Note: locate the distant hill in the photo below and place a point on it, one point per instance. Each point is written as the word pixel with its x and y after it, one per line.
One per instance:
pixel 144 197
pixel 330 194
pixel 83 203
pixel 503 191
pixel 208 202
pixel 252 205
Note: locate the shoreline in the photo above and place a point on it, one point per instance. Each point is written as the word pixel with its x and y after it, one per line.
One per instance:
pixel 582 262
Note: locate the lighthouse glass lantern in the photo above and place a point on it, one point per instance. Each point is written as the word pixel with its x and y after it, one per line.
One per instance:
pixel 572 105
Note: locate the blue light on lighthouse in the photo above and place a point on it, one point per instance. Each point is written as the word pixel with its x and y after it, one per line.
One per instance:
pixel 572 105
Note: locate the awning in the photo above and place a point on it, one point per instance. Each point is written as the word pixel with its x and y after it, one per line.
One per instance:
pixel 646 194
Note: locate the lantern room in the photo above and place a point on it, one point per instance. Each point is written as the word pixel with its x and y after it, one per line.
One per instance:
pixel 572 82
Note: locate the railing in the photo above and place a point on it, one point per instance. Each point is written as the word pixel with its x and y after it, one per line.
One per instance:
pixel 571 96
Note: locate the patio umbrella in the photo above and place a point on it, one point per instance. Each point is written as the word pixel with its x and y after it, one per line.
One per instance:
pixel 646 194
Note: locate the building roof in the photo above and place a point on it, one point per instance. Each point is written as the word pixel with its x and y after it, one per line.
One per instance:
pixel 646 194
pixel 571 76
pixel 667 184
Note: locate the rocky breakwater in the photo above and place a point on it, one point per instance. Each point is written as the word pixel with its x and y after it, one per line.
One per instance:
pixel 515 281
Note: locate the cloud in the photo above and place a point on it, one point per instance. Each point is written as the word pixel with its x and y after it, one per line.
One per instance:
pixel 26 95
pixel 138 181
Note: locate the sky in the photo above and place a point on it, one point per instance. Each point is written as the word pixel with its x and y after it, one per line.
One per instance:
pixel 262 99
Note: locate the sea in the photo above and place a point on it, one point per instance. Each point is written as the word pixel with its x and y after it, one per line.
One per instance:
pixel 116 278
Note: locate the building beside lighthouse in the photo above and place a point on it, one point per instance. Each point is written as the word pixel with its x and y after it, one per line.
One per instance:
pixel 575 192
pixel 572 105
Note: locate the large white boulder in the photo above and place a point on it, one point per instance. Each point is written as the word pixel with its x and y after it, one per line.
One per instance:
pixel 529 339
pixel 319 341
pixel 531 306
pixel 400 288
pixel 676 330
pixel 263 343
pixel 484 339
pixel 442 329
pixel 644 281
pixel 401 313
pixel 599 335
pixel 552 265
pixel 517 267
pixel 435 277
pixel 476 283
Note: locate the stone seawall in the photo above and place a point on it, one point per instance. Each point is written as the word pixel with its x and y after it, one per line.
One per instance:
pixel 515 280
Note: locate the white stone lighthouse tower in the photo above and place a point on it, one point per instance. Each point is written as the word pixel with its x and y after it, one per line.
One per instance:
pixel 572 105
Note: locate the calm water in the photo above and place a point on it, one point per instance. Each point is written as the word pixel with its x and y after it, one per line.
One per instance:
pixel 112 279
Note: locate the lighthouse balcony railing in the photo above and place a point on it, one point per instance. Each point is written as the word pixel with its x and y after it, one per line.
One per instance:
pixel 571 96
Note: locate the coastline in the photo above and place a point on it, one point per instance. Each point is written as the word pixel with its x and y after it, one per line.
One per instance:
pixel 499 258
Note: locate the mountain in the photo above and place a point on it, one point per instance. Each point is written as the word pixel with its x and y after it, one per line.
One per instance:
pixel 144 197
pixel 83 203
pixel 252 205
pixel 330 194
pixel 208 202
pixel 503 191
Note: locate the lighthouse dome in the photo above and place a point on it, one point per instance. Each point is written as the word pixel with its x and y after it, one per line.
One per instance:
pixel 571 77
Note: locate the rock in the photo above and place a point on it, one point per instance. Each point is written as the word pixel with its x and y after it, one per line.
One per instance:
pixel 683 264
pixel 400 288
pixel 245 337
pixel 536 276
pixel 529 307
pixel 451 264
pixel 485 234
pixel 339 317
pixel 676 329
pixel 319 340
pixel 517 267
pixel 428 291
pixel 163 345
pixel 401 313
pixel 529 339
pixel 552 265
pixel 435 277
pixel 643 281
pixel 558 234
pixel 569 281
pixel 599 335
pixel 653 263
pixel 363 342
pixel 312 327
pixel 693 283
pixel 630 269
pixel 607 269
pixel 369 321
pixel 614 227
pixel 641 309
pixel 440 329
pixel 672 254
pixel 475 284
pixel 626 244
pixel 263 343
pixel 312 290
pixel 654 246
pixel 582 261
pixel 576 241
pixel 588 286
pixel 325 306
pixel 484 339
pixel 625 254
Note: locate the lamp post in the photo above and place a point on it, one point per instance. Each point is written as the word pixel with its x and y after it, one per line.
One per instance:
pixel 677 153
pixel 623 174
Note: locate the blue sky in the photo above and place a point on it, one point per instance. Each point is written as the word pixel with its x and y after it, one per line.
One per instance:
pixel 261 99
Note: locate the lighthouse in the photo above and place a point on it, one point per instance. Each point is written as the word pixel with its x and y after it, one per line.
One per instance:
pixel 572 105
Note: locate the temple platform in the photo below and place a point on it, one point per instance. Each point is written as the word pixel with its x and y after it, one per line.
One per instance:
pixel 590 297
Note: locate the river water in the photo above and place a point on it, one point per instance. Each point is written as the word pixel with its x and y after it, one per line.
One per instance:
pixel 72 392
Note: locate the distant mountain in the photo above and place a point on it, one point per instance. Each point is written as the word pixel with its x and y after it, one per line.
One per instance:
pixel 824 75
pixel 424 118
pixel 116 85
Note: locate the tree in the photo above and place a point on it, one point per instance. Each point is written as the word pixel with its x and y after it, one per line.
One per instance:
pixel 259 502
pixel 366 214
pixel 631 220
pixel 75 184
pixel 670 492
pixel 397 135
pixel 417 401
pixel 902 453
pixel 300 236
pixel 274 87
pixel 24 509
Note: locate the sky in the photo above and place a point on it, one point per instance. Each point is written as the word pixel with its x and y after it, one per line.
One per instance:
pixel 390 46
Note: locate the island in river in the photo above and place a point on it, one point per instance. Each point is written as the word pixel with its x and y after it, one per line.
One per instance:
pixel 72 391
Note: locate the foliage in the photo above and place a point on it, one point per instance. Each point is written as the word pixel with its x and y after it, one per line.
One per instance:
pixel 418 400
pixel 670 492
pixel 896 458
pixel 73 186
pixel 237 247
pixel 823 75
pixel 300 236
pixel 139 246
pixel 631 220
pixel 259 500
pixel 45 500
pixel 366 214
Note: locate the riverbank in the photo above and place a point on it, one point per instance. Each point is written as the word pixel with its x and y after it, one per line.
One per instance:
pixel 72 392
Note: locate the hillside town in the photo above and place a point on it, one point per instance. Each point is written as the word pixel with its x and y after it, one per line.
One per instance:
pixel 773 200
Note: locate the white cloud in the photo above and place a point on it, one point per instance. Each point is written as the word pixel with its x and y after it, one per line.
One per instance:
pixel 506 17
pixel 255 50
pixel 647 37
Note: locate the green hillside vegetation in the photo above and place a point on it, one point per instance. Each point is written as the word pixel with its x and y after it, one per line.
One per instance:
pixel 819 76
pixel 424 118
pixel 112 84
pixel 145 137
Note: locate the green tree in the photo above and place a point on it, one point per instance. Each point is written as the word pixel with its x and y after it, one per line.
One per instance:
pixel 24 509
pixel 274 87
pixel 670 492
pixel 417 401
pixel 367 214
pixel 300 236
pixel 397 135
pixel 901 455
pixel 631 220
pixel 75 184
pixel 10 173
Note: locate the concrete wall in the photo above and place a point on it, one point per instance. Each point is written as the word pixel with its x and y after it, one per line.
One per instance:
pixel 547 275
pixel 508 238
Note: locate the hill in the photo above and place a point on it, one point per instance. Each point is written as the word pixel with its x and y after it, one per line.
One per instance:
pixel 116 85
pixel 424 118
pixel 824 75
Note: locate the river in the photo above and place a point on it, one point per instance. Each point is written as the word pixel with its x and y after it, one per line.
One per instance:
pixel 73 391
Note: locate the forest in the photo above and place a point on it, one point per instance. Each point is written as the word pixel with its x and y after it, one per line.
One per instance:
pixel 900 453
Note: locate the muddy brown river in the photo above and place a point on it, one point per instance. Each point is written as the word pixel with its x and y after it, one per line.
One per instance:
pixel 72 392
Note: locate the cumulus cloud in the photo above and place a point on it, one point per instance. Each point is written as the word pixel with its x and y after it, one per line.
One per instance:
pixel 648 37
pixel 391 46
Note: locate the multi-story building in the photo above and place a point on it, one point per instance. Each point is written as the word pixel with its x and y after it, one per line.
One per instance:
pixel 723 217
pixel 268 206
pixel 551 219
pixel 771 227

_WORK INSTRUCTIONS:_ Among the records, how many lines include the string "blue"? State the number and add nothing.

_WRITTEN RESPONSE:_ 2